What to work on:
Copy the records below word for word, from the start of the records through the line containing "point(152, 30)", with both ends included. Leave the pictures out of your copy.

Data to use:
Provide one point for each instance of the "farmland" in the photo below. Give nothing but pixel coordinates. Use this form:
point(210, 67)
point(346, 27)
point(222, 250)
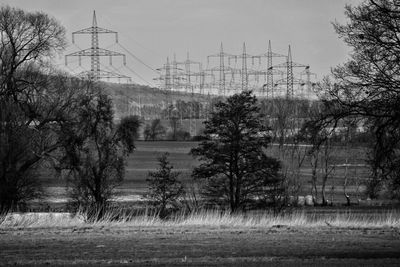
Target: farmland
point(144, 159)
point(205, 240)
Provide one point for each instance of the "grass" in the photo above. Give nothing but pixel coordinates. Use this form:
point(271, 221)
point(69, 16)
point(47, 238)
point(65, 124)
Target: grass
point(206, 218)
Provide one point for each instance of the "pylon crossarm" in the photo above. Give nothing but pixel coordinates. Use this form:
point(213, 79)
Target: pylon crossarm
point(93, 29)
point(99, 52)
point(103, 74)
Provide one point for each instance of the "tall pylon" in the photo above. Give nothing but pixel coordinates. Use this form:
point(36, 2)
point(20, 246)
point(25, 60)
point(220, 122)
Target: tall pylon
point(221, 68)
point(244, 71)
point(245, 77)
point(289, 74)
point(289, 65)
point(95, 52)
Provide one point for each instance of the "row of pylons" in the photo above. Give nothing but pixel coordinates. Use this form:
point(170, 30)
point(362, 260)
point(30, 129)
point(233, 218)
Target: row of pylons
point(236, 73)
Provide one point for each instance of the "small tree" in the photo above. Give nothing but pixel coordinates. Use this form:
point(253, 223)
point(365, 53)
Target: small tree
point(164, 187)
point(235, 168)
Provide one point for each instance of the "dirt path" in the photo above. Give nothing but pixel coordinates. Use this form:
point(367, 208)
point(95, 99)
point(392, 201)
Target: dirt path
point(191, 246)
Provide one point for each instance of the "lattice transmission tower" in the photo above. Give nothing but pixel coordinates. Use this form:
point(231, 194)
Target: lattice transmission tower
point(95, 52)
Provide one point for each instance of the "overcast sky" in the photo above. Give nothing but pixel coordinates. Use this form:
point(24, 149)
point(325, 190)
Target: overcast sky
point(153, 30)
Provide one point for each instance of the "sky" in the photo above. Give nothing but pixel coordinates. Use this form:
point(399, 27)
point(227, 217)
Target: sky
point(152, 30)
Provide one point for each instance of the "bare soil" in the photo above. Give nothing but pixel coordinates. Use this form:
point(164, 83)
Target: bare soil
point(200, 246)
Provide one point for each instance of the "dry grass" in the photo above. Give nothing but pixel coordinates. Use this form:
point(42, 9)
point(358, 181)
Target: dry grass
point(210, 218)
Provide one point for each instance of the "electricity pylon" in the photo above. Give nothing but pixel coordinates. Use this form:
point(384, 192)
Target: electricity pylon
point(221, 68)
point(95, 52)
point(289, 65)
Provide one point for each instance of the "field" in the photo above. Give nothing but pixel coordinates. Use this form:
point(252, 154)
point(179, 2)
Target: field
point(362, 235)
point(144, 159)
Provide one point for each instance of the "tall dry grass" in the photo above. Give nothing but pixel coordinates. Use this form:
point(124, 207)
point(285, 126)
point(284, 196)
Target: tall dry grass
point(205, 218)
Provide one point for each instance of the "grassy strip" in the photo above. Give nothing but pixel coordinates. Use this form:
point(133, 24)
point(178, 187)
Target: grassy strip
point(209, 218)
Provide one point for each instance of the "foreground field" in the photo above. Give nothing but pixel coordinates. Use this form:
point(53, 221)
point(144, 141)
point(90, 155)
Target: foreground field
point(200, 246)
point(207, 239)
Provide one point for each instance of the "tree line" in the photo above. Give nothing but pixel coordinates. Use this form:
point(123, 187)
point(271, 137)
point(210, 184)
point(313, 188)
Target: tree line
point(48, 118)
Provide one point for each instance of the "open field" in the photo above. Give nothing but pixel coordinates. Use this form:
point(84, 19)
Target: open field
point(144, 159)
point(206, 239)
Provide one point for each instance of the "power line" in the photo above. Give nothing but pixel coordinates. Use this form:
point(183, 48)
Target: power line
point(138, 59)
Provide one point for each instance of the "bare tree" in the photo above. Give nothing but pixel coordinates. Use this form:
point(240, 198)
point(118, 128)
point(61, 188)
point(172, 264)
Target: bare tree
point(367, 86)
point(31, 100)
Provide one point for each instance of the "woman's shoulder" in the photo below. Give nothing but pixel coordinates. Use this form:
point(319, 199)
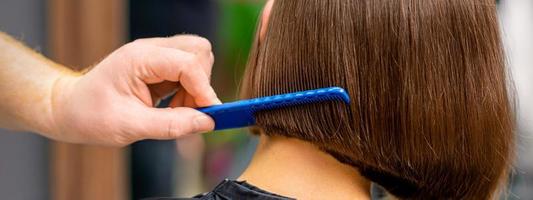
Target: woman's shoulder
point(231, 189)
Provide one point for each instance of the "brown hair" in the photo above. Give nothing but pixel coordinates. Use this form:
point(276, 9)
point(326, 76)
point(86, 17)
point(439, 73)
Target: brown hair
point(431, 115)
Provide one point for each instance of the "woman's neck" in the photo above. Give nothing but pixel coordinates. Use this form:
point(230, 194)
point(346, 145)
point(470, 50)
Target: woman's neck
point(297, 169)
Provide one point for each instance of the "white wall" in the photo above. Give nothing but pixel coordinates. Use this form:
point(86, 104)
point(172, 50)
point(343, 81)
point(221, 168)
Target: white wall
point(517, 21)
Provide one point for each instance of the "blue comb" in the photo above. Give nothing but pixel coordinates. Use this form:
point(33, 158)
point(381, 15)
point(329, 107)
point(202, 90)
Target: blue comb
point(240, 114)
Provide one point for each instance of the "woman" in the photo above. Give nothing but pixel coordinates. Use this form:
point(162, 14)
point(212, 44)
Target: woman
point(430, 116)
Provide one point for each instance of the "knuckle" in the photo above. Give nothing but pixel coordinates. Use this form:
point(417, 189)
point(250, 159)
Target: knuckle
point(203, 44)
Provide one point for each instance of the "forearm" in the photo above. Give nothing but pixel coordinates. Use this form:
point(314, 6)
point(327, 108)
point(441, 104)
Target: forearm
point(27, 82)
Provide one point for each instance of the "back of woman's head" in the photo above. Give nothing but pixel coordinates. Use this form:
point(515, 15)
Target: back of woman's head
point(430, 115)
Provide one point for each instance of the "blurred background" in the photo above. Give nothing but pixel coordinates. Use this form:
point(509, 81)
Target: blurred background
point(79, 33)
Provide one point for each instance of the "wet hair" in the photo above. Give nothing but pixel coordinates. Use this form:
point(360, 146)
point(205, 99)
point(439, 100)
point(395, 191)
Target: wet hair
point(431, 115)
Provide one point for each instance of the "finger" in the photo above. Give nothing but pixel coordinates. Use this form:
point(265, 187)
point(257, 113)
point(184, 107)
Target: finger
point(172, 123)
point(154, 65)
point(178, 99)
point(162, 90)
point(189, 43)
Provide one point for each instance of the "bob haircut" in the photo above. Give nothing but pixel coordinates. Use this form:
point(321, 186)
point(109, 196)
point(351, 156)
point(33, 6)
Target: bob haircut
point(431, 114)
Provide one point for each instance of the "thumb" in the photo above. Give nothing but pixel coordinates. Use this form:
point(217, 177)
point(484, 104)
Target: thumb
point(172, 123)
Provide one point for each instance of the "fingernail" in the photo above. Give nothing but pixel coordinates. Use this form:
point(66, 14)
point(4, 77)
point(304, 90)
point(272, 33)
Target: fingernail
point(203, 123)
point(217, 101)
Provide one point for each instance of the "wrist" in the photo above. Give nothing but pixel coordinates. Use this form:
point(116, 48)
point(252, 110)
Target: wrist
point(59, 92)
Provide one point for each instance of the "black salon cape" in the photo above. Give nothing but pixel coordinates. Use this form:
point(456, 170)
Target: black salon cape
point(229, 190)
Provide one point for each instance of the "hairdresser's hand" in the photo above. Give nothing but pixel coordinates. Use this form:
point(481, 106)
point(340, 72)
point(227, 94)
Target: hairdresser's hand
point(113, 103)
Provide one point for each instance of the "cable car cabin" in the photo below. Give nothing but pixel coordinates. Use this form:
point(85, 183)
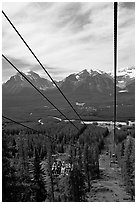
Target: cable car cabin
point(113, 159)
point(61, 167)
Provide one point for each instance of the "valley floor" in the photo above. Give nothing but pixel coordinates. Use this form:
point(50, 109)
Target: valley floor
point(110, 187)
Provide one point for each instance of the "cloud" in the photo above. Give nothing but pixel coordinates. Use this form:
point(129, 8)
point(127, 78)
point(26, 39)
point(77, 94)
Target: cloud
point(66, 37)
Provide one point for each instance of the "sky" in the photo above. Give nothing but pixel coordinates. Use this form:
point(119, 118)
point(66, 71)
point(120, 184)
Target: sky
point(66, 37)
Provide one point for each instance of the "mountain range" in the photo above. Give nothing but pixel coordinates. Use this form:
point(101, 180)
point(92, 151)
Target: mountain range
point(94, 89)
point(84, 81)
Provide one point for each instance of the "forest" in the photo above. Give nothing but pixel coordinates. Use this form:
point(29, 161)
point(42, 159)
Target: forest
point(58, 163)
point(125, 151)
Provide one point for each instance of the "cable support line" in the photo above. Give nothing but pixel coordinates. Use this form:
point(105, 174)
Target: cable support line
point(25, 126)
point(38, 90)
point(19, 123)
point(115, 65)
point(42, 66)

Task response:
Provide one point for each instance of the "farmland" in the photo below. Give nothing but pixel coordinates. Use this form:
point(210, 67)
point(346, 27)
point(222, 250)
Target: farmland
point(144, 159)
point(205, 240)
Provide one point for each instance of the "grass" in the photo above. Give nothing but pixel coordinates. Use this form:
point(271, 221)
point(69, 16)
point(47, 238)
point(65, 124)
Target: grass
point(206, 218)
Provide one point for each instance of the "pylon crossarm" in the photo above. Give nothing but pixel coordinates. Use this form:
point(213, 79)
Target: pylon crossarm
point(93, 29)
point(99, 52)
point(103, 74)
Provide one point for each instance of the "tall pylon" in the photo above. Give nothing but pixel coordinates. Use this form:
point(36, 2)
point(20, 246)
point(25, 60)
point(220, 122)
Target: tall pylon
point(221, 68)
point(244, 71)
point(245, 77)
point(289, 74)
point(289, 65)
point(95, 52)
Provide one point for each instance of the "row of pylons" in the photo above. Give nothing but pixel coordinates. Use this form:
point(170, 30)
point(362, 260)
point(30, 129)
point(233, 218)
Target: row of pylons
point(236, 73)
Provide one point for each instance of the "small tree" in the photo above. Give nothing but pixel coordinates. Use this form:
point(253, 223)
point(365, 53)
Target: small tree
point(164, 187)
point(235, 168)
Provide one point for each instance of the "dirt path" in the photo above. Give nothing but pixel coordinates. Use this form:
point(367, 208)
point(95, 99)
point(392, 201)
Target: dirt path
point(191, 246)
Provide one point for each instance of the "lattice transmission tower" in the photo above. Give nothing but pixel coordinates. Use this form:
point(231, 194)
Target: lattice transmission tower
point(95, 52)
Provide one point for each instance of the "overcast sky" in the photo above. Give nothing but pixel coordinates. Use this form:
point(24, 149)
point(325, 190)
Target: overcast sky
point(153, 30)
Provide one point for each instance of the "sky" in the photo above. Give nothing but pixel coordinates. Use this form:
point(399, 27)
point(227, 217)
Target: sky
point(152, 30)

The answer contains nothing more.